→ **Data entries**:
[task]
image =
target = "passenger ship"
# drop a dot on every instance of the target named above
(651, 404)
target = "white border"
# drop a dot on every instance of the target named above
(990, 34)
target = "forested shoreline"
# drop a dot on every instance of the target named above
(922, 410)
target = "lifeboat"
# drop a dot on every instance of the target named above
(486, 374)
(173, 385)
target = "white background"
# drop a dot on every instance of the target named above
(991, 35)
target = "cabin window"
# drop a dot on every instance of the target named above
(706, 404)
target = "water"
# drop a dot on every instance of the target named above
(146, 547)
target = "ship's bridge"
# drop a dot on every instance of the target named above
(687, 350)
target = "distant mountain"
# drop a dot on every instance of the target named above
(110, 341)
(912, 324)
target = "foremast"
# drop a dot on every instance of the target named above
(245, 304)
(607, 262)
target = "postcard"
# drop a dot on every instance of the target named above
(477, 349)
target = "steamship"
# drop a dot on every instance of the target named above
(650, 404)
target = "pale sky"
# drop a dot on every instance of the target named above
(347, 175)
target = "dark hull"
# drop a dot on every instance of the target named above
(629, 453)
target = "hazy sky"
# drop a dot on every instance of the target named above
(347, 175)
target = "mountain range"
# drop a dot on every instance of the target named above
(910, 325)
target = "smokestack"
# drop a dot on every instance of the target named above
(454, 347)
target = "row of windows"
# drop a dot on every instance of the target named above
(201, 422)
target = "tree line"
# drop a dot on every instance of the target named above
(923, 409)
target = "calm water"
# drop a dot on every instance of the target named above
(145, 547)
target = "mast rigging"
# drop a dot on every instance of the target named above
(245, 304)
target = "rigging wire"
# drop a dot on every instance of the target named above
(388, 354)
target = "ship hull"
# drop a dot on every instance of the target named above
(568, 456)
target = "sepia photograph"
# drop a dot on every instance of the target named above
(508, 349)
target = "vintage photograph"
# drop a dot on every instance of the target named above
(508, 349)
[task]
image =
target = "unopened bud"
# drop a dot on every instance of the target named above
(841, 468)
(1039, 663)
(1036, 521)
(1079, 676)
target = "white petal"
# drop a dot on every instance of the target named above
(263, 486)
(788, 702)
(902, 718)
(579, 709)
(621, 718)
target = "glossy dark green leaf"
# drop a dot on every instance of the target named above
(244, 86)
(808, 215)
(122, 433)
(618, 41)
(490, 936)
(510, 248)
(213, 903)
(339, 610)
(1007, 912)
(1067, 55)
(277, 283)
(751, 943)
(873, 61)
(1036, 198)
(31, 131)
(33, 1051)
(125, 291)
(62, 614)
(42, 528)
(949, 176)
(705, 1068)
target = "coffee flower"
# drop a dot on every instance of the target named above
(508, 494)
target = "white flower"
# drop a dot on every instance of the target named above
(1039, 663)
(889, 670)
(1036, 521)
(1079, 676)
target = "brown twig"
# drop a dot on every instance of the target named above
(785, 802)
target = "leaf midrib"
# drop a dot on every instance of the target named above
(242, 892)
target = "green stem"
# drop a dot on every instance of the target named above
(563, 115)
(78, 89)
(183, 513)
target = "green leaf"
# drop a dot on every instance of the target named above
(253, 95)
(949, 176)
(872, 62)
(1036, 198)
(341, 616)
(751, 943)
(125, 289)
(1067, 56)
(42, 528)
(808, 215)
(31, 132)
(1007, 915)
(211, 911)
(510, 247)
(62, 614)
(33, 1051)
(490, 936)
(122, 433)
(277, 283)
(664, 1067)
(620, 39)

→ **What this task involves**: Repeat the lines above exactly.

→ **Exercise result**:
[task]
image =
target = "passenger ship"
# drop a dot on every instance of the target named above
(651, 404)
target = "white border"
# drop a dot on every instance of the target named above
(990, 34)
target = "forested shoreline"
# drop a dot on every instance of the target named above
(922, 410)
target = "lifeboat"
# drop a dot on every instance of the target named above
(486, 374)
(173, 385)
target = "white background"
# drop a dot on every instance of the target named above
(991, 35)
target = "cabin window"
# drop a dot on every instance of the target named above
(706, 404)
target = "water"
# drop a dot on every instance of the target named above
(146, 547)
target = "ship's bridge"
# drop a dot on every instance of the target named above
(687, 350)
target = "distant mountain"
# drop a dot on every instance of the target named above
(110, 341)
(912, 324)
target = "foremast"
# drop a dot on every instance of the target named above
(245, 304)
(607, 262)
target = "postcard"
# drop a dot on every instance of the target named above
(477, 349)
target = "steamship"
# drop a dot on every instance of the target named above
(650, 404)
target = "pale sky"
# drop a dot on every instance of the target named above
(347, 175)
target = "dark hull"
# drop a dot on every instance of the target named above
(629, 453)
target = "hazy sky"
# drop a dot on every instance of the target named above
(347, 175)
target = "mountain range"
# drop a dot on every instance of the target named above
(910, 325)
target = "smokestack"
# drop a dot on every instance of the target named above
(454, 347)
target = "row of windows"
# drop a dot on every instance of the target named above
(201, 422)
target = "tree line"
# drop a dot on every instance of the target named above
(923, 409)
target = "calm water"
# drop a dot on every instance of the target named above
(145, 547)
target = "mast rigging"
# drop a dot on every instance of the target named above
(245, 304)
target = "rigging wire"
# drop a dot on every instance of the target named above
(388, 354)
target = "ship hull"
# drop a dot on every instance of the target named above
(568, 456)
target = "sepia photograph"
# drop a dot on every instance of the target named above
(508, 349)
target = "vintage photograph"
# drop a dot on every instance of the target named above
(508, 349)
[task]
image =
target = "unopened bud"
# drop a dot on every instance of the target named above
(841, 468)
(1039, 663)
(1036, 521)
(1079, 676)
target = "white petal"
# drop a dot on every instance of the target named above
(263, 486)
(788, 702)
(902, 718)
(579, 709)
(621, 718)
target = "glossy dark green leaf"
# drop a dot on every instance of the target named above
(244, 86)
(808, 215)
(122, 433)
(618, 41)
(490, 936)
(510, 248)
(213, 903)
(339, 610)
(1007, 912)
(1067, 55)
(277, 283)
(751, 943)
(873, 61)
(1036, 198)
(31, 131)
(33, 1051)
(125, 291)
(62, 614)
(42, 528)
(949, 176)
(705, 1068)
target = "coffee flower"
# drop a dot on every instance of the target named above
(508, 494)
target = "white flower"
# drop a dot on every instance of the target named above
(1039, 663)
(889, 670)
(1036, 521)
(1079, 676)
target = "brown twig"
# drop a dot on every instance of the target named above
(785, 802)
target = "leaf midrib"
# drop a dot on every instance of the target named above
(242, 892)
target = "green stem"
# drop a dot on every instance of the target named above
(563, 115)
(78, 89)
(183, 513)
target = "green leaf"
# drop a dot on every instance of the target named above
(253, 95)
(949, 176)
(872, 62)
(1036, 198)
(341, 616)
(751, 943)
(125, 289)
(1067, 56)
(42, 528)
(808, 215)
(31, 132)
(1007, 915)
(211, 911)
(510, 247)
(62, 614)
(33, 1051)
(490, 936)
(122, 433)
(277, 283)
(664, 1067)
(620, 39)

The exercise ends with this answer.